There is not enogh information for yes or no answer to this. You have to ask youself some questions before asking for help
What are the uplink and downlink frequencies. If the frequencies are close spaced a duplexer may need to have a lot of mass to give the required isolation, and one thing that is really bad in spacecraft is mass.
How much isolation is needed beteen the TX and RX is needed for the RX no to be overloaded; this will depend on TX power
Does the antenna have to be a patch, a potential problem if most or all of the outside is covered in solar cells or sensors. What happens if the craft is spinning (it will be) and the antenna is pointing at the ground station for only a short period each rotation, so another question you will ne to consider, what is the spin axis in reation to the earth.
It is a non ideal situation you are going to have to be inventive to overcome these real world problems.
........
**Exercise instructions**
(1) Print the passage on spacecraft radio design from "How much isolation" to "real world problems.".
(2) Answer these questions from the passage on spacecraft radio design:
(a) What may a duplexer need if the uplink and downlink frequencies are closely spaced?
(b) On what does the required isolation between the TX and RX depend?
(c) What does the passage say the craft will be doing?
The lines after this note are separate material and have no connection to the passage on spacecraft radio design.

**Dataset entries**
........
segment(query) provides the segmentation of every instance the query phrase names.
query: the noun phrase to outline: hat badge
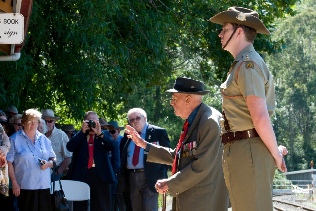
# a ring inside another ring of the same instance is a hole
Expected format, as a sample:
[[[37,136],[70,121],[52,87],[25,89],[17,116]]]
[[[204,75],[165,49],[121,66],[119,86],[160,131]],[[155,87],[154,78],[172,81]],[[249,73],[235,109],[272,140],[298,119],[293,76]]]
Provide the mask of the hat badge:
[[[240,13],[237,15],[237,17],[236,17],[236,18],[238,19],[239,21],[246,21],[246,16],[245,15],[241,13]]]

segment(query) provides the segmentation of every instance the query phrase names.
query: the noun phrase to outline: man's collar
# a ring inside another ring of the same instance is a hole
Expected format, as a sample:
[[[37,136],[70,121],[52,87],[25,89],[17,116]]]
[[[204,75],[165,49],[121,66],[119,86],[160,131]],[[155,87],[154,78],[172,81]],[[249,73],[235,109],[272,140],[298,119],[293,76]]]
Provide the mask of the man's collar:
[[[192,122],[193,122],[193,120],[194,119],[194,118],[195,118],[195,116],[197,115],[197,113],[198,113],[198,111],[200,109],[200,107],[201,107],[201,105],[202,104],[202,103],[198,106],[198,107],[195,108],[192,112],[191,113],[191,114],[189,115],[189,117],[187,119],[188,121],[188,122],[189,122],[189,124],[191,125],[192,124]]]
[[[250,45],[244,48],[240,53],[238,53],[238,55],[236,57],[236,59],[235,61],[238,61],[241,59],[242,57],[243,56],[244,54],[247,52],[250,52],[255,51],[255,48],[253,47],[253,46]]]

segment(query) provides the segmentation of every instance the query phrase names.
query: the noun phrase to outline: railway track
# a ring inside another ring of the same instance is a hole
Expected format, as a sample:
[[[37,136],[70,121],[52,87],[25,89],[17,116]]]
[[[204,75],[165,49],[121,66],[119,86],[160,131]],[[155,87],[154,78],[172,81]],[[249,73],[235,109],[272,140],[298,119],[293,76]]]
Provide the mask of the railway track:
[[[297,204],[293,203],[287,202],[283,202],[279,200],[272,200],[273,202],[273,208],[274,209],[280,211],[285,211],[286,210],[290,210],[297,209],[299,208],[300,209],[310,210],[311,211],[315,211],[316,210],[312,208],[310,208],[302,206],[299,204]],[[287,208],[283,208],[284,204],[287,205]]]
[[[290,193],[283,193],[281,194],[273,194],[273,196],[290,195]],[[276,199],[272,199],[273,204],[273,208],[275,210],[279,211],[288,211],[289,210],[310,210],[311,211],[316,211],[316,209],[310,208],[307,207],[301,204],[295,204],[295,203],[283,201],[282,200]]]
........
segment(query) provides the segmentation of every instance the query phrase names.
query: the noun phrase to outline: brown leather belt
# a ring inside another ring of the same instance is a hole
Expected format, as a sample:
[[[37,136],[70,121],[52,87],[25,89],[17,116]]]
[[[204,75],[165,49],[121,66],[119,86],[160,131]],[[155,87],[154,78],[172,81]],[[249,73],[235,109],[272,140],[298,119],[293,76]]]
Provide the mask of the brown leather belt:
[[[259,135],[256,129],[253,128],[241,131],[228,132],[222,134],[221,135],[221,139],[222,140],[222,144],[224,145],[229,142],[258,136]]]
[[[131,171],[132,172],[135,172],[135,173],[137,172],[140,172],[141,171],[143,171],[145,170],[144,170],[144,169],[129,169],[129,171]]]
........
**Written responses**
(1)
How much isolation is needed beteen the TX and RX is needed for the RX no to be overloaded; this will depend on TX power
Does the antenna have to be a patch, a potential problem if most or all of the outside is covered in solar cells or sensors. What happens if the craft is spinning (it will be) and the antenna is pointing at the ground station for only a short period each rotation, so another question you will ne to consider, what is the spin axis in reation to the earth.
It is a non ideal situation you are going to have to be inventive to overcome these real world problems.

(2)
(a) A lot of mass.
(b) The TX power.
(c) Spinning.